Outline labeling records:
^^^^^^^^^^^^^^^^

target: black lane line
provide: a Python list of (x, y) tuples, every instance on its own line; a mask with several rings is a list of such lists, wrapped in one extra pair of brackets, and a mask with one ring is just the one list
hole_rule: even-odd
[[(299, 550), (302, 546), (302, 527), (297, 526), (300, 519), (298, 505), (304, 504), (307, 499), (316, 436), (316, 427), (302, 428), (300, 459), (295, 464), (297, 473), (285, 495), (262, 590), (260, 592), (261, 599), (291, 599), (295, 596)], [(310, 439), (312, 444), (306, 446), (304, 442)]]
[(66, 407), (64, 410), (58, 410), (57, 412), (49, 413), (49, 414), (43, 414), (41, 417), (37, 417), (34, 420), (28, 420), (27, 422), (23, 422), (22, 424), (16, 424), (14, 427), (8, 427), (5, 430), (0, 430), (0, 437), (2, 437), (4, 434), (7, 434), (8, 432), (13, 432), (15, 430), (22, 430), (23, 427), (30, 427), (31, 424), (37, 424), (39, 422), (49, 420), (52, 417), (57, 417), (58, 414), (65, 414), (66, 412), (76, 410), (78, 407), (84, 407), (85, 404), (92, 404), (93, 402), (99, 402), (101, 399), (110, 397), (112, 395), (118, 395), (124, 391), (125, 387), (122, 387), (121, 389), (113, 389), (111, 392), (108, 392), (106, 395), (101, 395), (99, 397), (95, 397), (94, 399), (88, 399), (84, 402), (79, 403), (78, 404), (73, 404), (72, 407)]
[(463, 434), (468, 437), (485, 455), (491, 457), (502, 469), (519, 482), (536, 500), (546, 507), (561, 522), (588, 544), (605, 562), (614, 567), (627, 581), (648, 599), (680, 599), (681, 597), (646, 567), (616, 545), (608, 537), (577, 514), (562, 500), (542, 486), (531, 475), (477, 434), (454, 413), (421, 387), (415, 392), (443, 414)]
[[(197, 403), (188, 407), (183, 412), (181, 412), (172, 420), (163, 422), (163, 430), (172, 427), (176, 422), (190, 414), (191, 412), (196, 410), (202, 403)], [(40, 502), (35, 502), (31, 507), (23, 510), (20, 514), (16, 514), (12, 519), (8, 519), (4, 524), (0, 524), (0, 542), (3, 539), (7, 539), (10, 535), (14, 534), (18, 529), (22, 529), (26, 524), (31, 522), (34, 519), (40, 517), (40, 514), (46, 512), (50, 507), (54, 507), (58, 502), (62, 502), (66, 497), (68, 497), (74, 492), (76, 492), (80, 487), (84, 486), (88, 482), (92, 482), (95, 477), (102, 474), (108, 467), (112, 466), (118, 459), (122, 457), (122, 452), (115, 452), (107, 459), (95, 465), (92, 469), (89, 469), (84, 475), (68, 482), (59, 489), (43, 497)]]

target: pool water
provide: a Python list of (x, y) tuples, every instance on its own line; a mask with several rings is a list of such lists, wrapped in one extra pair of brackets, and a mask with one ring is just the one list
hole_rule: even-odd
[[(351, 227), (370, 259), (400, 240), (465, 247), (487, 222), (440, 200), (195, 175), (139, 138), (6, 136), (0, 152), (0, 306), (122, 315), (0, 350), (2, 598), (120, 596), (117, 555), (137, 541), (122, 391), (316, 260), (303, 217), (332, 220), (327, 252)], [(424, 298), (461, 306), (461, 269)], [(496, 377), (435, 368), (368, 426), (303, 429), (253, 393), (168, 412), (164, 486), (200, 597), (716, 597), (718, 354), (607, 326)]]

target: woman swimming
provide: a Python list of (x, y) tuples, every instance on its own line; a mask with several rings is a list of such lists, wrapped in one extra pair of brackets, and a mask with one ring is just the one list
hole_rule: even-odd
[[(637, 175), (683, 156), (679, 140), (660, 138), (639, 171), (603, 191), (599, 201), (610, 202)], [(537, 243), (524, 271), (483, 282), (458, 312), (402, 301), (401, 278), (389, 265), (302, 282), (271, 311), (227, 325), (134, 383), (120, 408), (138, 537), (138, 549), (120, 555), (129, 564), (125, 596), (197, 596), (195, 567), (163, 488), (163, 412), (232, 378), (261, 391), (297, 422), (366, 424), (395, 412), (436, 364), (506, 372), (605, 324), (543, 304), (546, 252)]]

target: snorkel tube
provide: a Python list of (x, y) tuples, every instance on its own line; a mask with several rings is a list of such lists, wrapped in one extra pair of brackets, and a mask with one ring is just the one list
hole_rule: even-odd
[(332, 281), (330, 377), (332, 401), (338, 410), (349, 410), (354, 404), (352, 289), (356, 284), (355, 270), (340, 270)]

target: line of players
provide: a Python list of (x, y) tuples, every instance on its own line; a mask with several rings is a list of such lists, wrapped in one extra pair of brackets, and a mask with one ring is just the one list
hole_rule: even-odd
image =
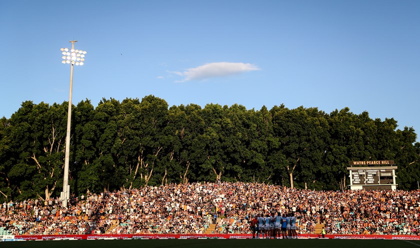
[(296, 218), (294, 213), (282, 216), (280, 212), (276, 214), (273, 212), (266, 217), (264, 214), (258, 214), (250, 222), (252, 238), (260, 238), (260, 234), (263, 238), (280, 238), (280, 236), (283, 238), (298, 238)]

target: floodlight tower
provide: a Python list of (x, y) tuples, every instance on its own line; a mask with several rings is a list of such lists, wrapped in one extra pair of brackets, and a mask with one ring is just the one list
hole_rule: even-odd
[(70, 40), (72, 49), (62, 48), (62, 64), (70, 64), (70, 92), (68, 95), (68, 110), (67, 112), (67, 133), (66, 136), (66, 155), (64, 160), (64, 178), (62, 182), (62, 192), (60, 198), (62, 206), (63, 208), (67, 207), (67, 203), (70, 198), (70, 186), (68, 185), (68, 162), (70, 158), (70, 127), (72, 122), (72, 92), (73, 88), (73, 66), (83, 66), (84, 61), (84, 54), (86, 51), (74, 49), (74, 43), (77, 40)]

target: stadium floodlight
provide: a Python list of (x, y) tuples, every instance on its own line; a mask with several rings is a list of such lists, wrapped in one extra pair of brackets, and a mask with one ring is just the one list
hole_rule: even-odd
[(72, 48), (62, 48), (62, 64), (70, 64), (70, 90), (68, 94), (68, 110), (67, 112), (67, 132), (66, 136), (66, 154), (64, 160), (64, 178), (62, 182), (62, 192), (61, 192), (60, 198), (62, 206), (63, 208), (67, 207), (68, 199), (70, 198), (70, 186), (68, 185), (68, 164), (70, 158), (70, 128), (72, 120), (72, 93), (73, 88), (73, 66), (83, 66), (84, 61), (84, 55), (86, 51), (76, 50), (74, 49), (74, 43), (77, 40), (70, 40)]

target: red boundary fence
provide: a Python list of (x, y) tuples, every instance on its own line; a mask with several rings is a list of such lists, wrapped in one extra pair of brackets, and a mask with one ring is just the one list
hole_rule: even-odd
[[(326, 238), (366, 240), (420, 240), (420, 236), (409, 235), (326, 234)], [(190, 238), (251, 238), (250, 234), (103, 234), (80, 235), (4, 235), (2, 240), (122, 240), (122, 239), (190, 239)], [(302, 234), (300, 238), (319, 238), (320, 234)]]

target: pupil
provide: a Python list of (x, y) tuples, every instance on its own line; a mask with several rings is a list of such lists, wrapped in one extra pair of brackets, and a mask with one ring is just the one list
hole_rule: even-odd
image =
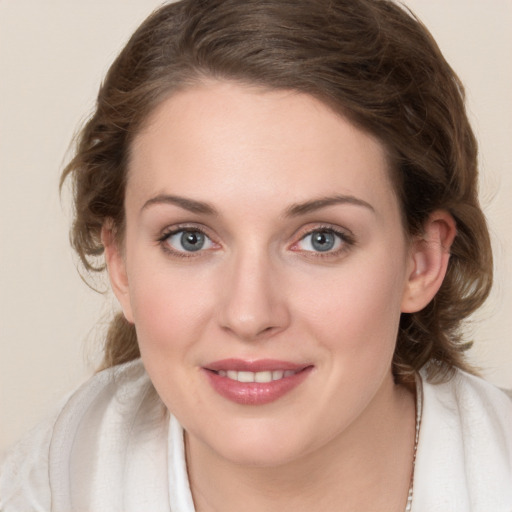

^^^^^^^^^^^^^^^^

Exercise brief:
Could you pull out every one of the lines above and reproduce them word for word, omitting the pictures from your answer?

Answer below:
target: black lane line
provide: a Python list of (x, y) tuples, every instance on its own line; a mask with several rings is a list of such lists, wrapped in one extra pair of brackets, and a mask with one ring is just the one list
hole_rule: even-odd
[[(299, 550), (302, 546), (302, 527), (297, 526), (300, 519), (298, 505), (304, 504), (307, 499), (316, 436), (316, 427), (302, 428), (300, 459), (295, 464), (297, 473), (285, 495), (262, 590), (260, 592), (261, 599), (291, 599), (295, 596)], [(310, 439), (312, 444), (306, 446), (304, 442)]]
[(66, 407), (64, 410), (58, 410), (57, 412), (49, 413), (49, 414), (43, 414), (41, 417), (37, 417), (34, 420), (28, 420), (27, 422), (23, 422), (22, 424), (16, 424), (14, 427), (8, 427), (5, 430), (0, 430), (0, 437), (2, 437), (4, 434), (7, 434), (8, 432), (13, 432), (15, 430), (22, 430), (23, 427), (30, 427), (31, 424), (37, 424), (39, 422), (49, 420), (52, 417), (57, 417), (58, 414), (65, 414), (66, 412), (76, 410), (78, 407), (84, 407), (85, 404), (92, 404), (93, 402), (99, 402), (101, 399), (110, 397), (112, 395), (118, 395), (124, 391), (125, 387), (122, 387), (121, 389), (113, 389), (111, 392), (108, 392), (106, 395), (101, 395), (99, 397), (95, 397), (94, 399), (88, 399), (84, 402), (79, 403), (78, 404), (73, 404), (72, 407)]
[(463, 434), (468, 437), (485, 455), (491, 457), (502, 469), (519, 482), (536, 500), (546, 507), (561, 522), (588, 544), (605, 562), (614, 567), (627, 581), (648, 599), (680, 599), (681, 597), (646, 567), (616, 545), (608, 537), (577, 514), (562, 500), (542, 486), (531, 475), (477, 434), (454, 413), (421, 387), (415, 392), (443, 414)]
[[(197, 403), (188, 407), (183, 412), (181, 412), (172, 420), (163, 422), (163, 430), (172, 427), (176, 422), (190, 414), (191, 412), (196, 410), (202, 403)], [(40, 502), (35, 502), (31, 507), (23, 510), (20, 514), (16, 514), (12, 519), (8, 519), (4, 524), (0, 524), (0, 542), (3, 539), (7, 539), (10, 535), (14, 534), (18, 529), (22, 529), (26, 524), (31, 522), (34, 519), (40, 517), (40, 514), (46, 512), (50, 507), (54, 507), (58, 502), (62, 502), (66, 497), (68, 497), (74, 492), (76, 492), (80, 487), (84, 486), (88, 482), (92, 482), (95, 477), (102, 474), (108, 467), (112, 466), (118, 459), (122, 457), (122, 452), (115, 452), (107, 459), (95, 465), (92, 469), (89, 469), (84, 475), (68, 482), (59, 489), (43, 497)]]

target: pool water
provide: a Python list of (x, y) tuples, every instance on its own line; a mask with several rings is a list of such lists, wrapped in one extra pair of brackets, and a mask with one ring is just the one list
hole_rule: even-odd
[[(351, 227), (370, 259), (400, 240), (465, 247), (487, 222), (440, 200), (195, 175), (139, 138), (6, 136), (0, 152), (0, 306), (122, 315), (0, 350), (2, 598), (120, 596), (117, 555), (137, 541), (122, 391), (316, 260), (303, 217), (332, 220), (327, 252)], [(424, 298), (461, 306), (461, 269)], [(496, 377), (435, 368), (368, 426), (303, 429), (253, 393), (168, 412), (164, 486), (200, 597), (716, 597), (718, 354), (607, 326)]]

target: woman swimming
provide: a Python list of (x, y) tuples, every instance on its own line; a mask with several rings is a list of such lists, wrapped in one extra pair of brackets, and a mask with one ring is just the one list
hole_rule: even-odd
[[(637, 175), (683, 156), (679, 140), (660, 138), (639, 171), (603, 191), (599, 201), (610, 202)], [(537, 243), (524, 271), (483, 282), (458, 312), (402, 301), (401, 278), (389, 265), (302, 282), (271, 311), (227, 325), (134, 383), (120, 408), (138, 537), (138, 549), (120, 555), (129, 564), (125, 596), (197, 596), (195, 567), (163, 488), (163, 412), (232, 378), (261, 391), (297, 422), (366, 424), (395, 412), (436, 364), (506, 372), (605, 324), (543, 304), (546, 252)]]

target: snorkel tube
provide: a Python list of (x, y) tuples, every instance on its own line; a mask with several rings is a list of such lists, wrapped in one extra pair of brackets, and a mask with one ring is just the one list
hole_rule: even-odd
[(332, 281), (330, 377), (332, 401), (338, 410), (349, 410), (354, 404), (352, 289), (356, 284), (355, 270), (340, 270)]

target: line of players
provide: a Python list of (x, y) tuples, every instance on its own line; a mask with several rings is a list of such lists, wrapped in one extra pair of brackets, and a mask with one ring is just the one list
hole_rule: even-odd
image =
[(296, 218), (294, 213), (282, 216), (280, 212), (276, 214), (273, 212), (266, 217), (264, 214), (258, 214), (250, 222), (252, 238), (260, 238), (260, 234), (263, 238), (280, 238), (280, 236), (283, 238), (298, 238)]

target: floodlight tower
provide: a Python list of (x, y) tuples, every instance on its own line; a mask with several rings is a list of such lists, wrapped in one extra pair of brackets, and a mask with one ring is just the one list
hole_rule: even-odd
[(70, 40), (72, 49), (62, 48), (62, 64), (70, 64), (70, 92), (68, 95), (68, 110), (67, 112), (67, 133), (66, 136), (66, 155), (64, 160), (64, 178), (62, 182), (62, 192), (60, 198), (62, 206), (63, 208), (67, 207), (67, 203), (70, 198), (70, 186), (68, 185), (68, 162), (70, 158), (70, 127), (72, 122), (72, 92), (73, 88), (73, 66), (83, 66), (84, 61), (84, 54), (86, 51), (74, 49), (74, 43), (77, 40)]

target: stadium floodlight
provide: a Python list of (x, y) tuples, every instance on its own line; a mask with several rings is a list of such lists, wrapped in one extra pair of brackets, and a mask with one ring is just the one list
hole_rule: even-odd
[(72, 48), (62, 48), (62, 64), (70, 64), (70, 90), (68, 94), (68, 110), (67, 112), (67, 132), (66, 136), (66, 154), (64, 160), (64, 178), (62, 182), (62, 192), (61, 192), (60, 198), (62, 206), (63, 208), (67, 207), (68, 199), (70, 198), (70, 186), (68, 185), (68, 164), (70, 158), (70, 128), (72, 120), (72, 93), (73, 88), (73, 66), (83, 66), (84, 61), (84, 55), (86, 51), (76, 50), (74, 49), (74, 43), (77, 40), (70, 40)]

target: red boundary fence
provide: a Python list of (x, y) tuples, every instance on its own line; a mask with several rings is a list of such lists, wrapped in one extra pair of brackets, and a mask with one ring is just the one list
hole_rule: even-odd
[[(326, 238), (366, 240), (420, 240), (420, 236), (409, 235), (326, 234)], [(190, 238), (251, 238), (250, 234), (103, 234), (80, 235), (4, 235), (2, 240), (122, 240), (122, 239), (190, 239)], [(302, 234), (300, 238), (319, 238), (320, 234)]]

target: pupil
provide: a Python list of (x, y) tuples, every instance on its own line; a mask with several rings is a list of such lists, wrapped in one extra pair of brackets, and a mask with one ring is just the one list
hole_rule: even-odd
image =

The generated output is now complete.